**About this exercise:** The expected answer is the set of lines in the data below between the line holding "Target: red thread bracelet" and the line holding "column 232, row 696", inclusive, written out exactly.

Start of Data to use

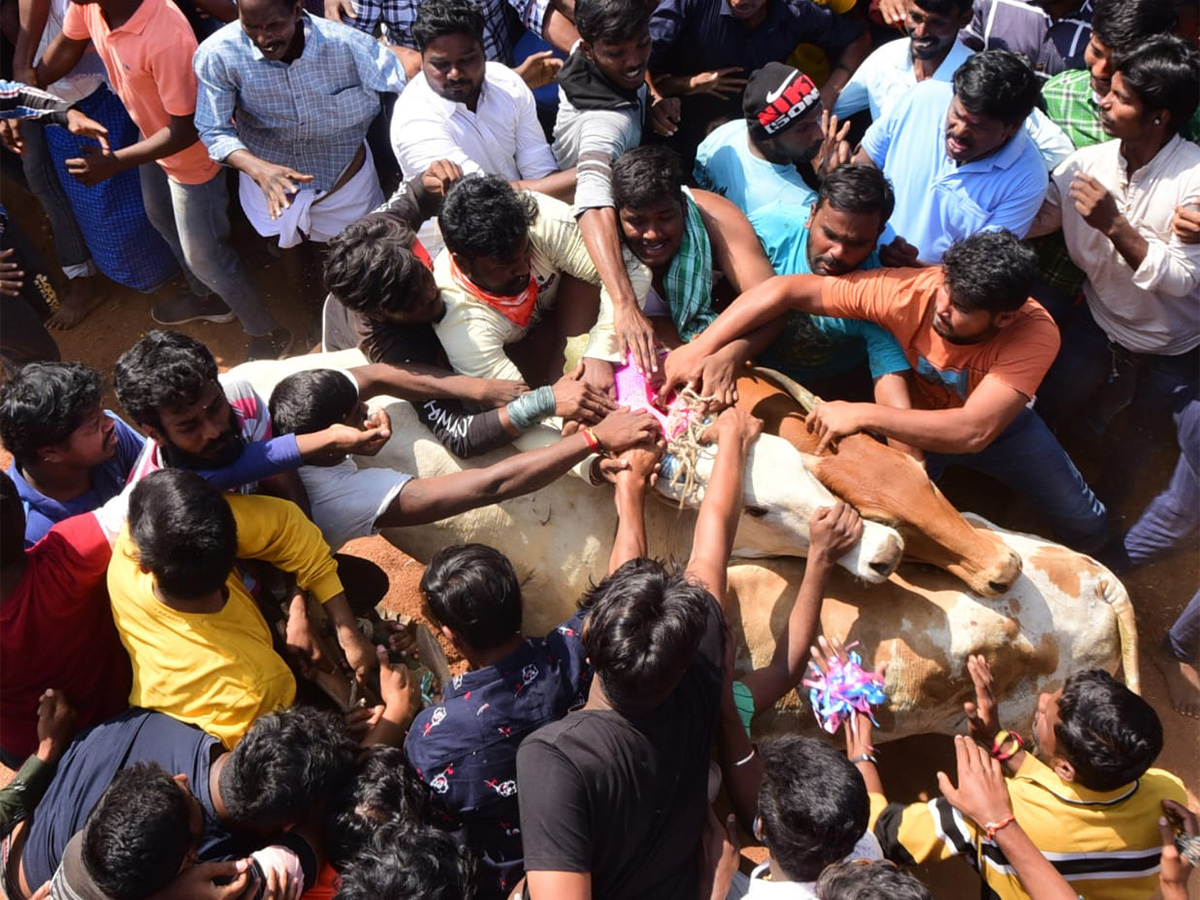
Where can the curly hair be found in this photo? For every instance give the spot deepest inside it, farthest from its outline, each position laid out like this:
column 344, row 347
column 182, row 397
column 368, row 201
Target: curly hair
column 165, row 370
column 483, row 216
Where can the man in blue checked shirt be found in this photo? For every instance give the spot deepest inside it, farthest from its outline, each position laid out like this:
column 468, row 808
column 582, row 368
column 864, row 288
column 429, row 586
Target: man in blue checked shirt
column 286, row 99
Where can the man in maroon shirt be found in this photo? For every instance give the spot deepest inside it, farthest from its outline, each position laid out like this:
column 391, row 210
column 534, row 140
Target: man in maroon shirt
column 55, row 624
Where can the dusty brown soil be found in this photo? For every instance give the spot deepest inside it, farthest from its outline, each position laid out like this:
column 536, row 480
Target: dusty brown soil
column 1159, row 592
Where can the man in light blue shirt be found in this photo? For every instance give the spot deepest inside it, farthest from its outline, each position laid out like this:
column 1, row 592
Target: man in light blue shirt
column 753, row 161
column 959, row 156
column 839, row 235
column 931, row 52
column 287, row 100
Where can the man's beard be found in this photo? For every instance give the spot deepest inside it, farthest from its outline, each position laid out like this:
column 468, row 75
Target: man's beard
column 226, row 456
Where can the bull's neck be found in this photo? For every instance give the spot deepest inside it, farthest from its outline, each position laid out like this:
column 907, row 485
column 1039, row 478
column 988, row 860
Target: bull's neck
column 483, row 659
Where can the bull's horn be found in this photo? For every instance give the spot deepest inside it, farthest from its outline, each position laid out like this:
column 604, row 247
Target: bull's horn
column 1127, row 628
column 797, row 391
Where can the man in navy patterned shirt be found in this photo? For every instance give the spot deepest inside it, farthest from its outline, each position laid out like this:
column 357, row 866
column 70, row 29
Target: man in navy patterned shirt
column 466, row 748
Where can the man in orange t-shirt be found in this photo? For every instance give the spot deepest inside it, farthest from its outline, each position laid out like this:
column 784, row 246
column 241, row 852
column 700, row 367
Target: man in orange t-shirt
column 978, row 348
column 148, row 48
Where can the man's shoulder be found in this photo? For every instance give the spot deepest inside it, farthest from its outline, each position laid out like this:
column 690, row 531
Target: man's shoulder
column 725, row 135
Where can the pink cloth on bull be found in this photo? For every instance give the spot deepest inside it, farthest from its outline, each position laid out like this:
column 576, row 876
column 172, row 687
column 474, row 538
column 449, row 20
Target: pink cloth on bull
column 634, row 391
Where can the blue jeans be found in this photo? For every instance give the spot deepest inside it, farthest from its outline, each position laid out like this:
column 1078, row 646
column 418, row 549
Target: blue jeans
column 1170, row 520
column 1087, row 363
column 1027, row 459
column 43, row 183
column 195, row 222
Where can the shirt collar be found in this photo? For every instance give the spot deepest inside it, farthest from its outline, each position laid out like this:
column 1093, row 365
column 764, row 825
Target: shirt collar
column 475, row 678
column 1038, row 773
column 1001, row 159
column 138, row 21
column 449, row 107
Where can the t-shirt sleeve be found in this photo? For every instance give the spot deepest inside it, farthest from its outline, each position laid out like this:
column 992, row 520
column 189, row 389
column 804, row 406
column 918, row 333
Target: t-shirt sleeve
column 883, row 352
column 75, row 23
column 923, row 832
column 279, row 533
column 1026, row 354
column 556, row 822
column 174, row 78
column 879, row 136
column 876, row 295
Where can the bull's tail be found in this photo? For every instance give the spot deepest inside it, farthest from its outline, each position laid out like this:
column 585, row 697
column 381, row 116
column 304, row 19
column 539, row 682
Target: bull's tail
column 1127, row 628
column 797, row 391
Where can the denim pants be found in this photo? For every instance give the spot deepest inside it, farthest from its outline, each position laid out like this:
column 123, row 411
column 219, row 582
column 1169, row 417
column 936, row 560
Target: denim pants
column 1089, row 363
column 1027, row 459
column 195, row 222
column 43, row 183
column 1171, row 519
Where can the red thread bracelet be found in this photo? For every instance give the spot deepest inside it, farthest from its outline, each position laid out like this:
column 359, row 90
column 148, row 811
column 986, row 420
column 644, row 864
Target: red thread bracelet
column 993, row 827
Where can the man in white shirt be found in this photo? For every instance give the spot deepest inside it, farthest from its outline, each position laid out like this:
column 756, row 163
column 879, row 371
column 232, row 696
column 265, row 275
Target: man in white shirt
column 1115, row 202
column 753, row 161
column 474, row 113
column 931, row 53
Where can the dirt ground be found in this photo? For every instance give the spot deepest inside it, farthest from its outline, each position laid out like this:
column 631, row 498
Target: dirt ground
column 1159, row 592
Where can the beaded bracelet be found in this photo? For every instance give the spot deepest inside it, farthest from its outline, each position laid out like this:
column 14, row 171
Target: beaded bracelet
column 993, row 827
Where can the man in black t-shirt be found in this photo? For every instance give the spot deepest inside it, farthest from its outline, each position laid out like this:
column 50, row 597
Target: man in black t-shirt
column 613, row 797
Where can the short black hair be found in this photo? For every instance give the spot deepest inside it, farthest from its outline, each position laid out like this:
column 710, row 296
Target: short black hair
column 371, row 268
column 612, row 21
column 43, row 403
column 12, row 523
column 999, row 84
column 869, row 880
column 857, row 189
column 1123, row 24
column 311, row 401
column 165, row 370
column 409, row 864
column 184, row 532
column 438, row 18
column 643, row 627
column 138, row 833
column 384, row 790
column 286, row 766
column 945, row 7
column 646, row 175
column 1109, row 733
column 990, row 270
column 1164, row 72
column 813, row 803
column 484, row 217
column 473, row 589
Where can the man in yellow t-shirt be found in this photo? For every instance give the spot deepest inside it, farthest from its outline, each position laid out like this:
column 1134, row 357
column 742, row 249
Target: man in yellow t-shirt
column 201, row 648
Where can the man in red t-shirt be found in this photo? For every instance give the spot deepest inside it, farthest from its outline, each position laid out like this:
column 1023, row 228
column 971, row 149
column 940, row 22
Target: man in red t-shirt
column 55, row 625
column 978, row 348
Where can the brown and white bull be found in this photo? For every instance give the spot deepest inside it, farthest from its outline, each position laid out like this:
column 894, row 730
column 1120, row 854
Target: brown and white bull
column 1057, row 611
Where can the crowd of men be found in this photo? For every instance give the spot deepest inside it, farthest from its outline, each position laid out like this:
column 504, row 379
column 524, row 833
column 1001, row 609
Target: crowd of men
column 970, row 239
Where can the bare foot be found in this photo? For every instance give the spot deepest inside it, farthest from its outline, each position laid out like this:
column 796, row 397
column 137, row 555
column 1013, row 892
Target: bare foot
column 77, row 303
column 1182, row 682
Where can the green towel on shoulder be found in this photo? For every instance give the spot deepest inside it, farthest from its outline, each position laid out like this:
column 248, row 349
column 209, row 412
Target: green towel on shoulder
column 689, row 281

End of Data to use

**Response to this exercise:**
Target: red thread bracelet
column 993, row 827
Where can the man in white shirt be found in this photo? For every instance give the spot deepest inside it, farthest from its outline, each position laid out like this:
column 756, row 163
column 879, row 371
column 232, row 696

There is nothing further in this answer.